Given text:
________
VoiceAI

Summary Page 2
Summary Page 1

Inspiration

Shubh was diagnosed with chronic laryngitis from birth. It’s not exactly the same as being deaf, but arguably worse. The larynx (voice box) is consistently inflamed, leading to an inability to speak that left Shubh mute for the first 12 years of his life. This is when he learned ASL. In a world where people communicate mainly through sound, Shubh and others of the deaf and mute community were confined not by their inability to communicate, but by others’ ability to understand them.

What it does

VoiceAI’s flagship feature is real time sign language translation, transcription, and synthesis, making conversations between the hearing and the deaf and mute seamless. The app works by placing your phone in a clear lanyard that hangs around your neck. While the user is speaking, the phone screen will be facing the other person. The user’s hand movements will be captured by the front camera, transcribed onto the screen, and synthesized into audio. To obtain that audio, users are prompted to train their very own voice model. They simply have to repeat several words that consist of low frequency consonant sounds, the easiest syllables to pronounce for the deaf. The model then creates a persona for the user, essentially, giving them the voice they never had. When the other person is speaking, the user can simply turn the phone around towards them to read the live audio transcription. We also include daily, weekly, and monthly summaries of conversations and their highlights, attacking the mental and psychological stress of being deaf in a hearing world that often results in decayed memories. This feature also proves useful for the hearing community’s everyday lives as well.

How we built it

The frontend is built with React and Typescript. We used Radix UI and Shadcn/UI, as well as Tailwind CSS for a modern look (we emphasized visual appeal a lot since deaf people will be more sensitive to visual cues). For the backend and database, we used Supabase and PostgreSQL to store accounts, conversations, highlights, and to-dos.

Our key features include the MediaPipe Hands API in order to detect hand movements and gestures. This is the core functionality of VoiceAI. It allows us to go from using a multi-modal model like Gemini or Llama (essentially making us a GPT wrapper that is slow, inefficient, and clumsy) to training our own lightweight model that makes sign language transcription and synthesis real time and seamless. We trained the model on data collected at CalHacks with by other hackers (yes, we spent hours approaching strangers to record them doing ASL). The data was also cleaned and labeled manually by us. We used a Random Forest classification architecture due to time constraints.

We use WebRTC to access the system’s camera and microphone. Finally, we use Fish Audio to train and clone voices. Their training requires minimal data, so we were able to pick and choose what words we wanted users to say to make it as easy as possible.

Challenges we ran into

Multi-modal applications had way too high latency and made real-time conversations impossible. We started off using Gemini 2.5 flash pro, which was working well but slowly. What made us switch off of it was we (embarrassingly) ran out of credits. So we investigated using Groq and Llama 4 Scout, only to realize multi modal models in general were simply unfeasible. So we opted to train our own model. The challenges that come with our own model is collecting the data. Currently, our methods of collecting data consist of walking around the Palace of Fine Arts asking random people who don’t look they’re busy and having them do sign language for us. We are on the lookout for a clean and usable dataset to train a new model on. Voice synthesis. We originally tried to use VAPI API for voice synthesis then realized they were completely not what we needed. We needed to create voice clones with limited amount of data. After searching through the CalHacks sponsors, we found Fish Audio, which was exactly what we needed.
________
Stored data entries:
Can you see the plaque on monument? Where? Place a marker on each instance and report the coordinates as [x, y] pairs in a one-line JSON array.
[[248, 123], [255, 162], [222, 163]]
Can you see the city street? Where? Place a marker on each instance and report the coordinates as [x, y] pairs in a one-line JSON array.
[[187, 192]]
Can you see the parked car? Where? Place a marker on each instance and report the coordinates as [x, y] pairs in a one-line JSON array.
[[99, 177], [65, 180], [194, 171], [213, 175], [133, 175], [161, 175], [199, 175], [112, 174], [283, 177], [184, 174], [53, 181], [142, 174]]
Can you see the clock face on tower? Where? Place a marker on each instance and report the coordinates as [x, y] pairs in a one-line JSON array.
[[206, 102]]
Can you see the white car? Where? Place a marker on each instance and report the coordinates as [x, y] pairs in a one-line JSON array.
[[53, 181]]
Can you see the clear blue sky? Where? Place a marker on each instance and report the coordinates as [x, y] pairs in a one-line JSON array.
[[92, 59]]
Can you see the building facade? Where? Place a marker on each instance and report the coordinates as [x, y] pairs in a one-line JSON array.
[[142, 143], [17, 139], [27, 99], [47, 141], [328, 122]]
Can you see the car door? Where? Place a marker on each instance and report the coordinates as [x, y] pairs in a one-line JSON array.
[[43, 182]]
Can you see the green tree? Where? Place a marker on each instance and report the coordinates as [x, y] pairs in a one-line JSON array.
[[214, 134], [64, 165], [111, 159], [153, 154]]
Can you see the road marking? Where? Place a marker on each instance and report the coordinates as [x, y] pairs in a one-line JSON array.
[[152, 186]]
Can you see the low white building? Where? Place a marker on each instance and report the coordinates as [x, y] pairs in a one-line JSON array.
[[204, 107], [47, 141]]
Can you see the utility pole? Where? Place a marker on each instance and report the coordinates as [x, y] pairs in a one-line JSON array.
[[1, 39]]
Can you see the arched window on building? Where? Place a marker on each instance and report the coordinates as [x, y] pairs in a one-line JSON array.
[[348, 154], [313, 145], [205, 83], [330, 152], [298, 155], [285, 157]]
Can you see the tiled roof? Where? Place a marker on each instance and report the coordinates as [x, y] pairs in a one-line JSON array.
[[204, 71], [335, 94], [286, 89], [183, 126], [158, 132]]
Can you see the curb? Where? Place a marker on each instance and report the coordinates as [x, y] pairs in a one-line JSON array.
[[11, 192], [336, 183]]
________
Task A: In the VoiceAI write-up, which classification architecture did the team use for its own model?
Task B: Reproduce the VoiceAI write-up from "Shubh was diagnosed" to "to understand them.".
The rows are not needed for this work.

Task solution A: A Random Forest classification architecture.

Task solution B:
Shubh was diagnosed with chronic laryngitis from birth. It’s not exactly the same as being deaf, but arguably worse. The larynx (voice box) is consistently inflamed, leading to an inability to speak that left Shubh mute for the first 12 years of his life. This is when he learned ASL. In a world where people communicate mainly through sound, Shubh and others of the deaf and mute community were confined not by their inability to communicate, but by others’ ability to understand them.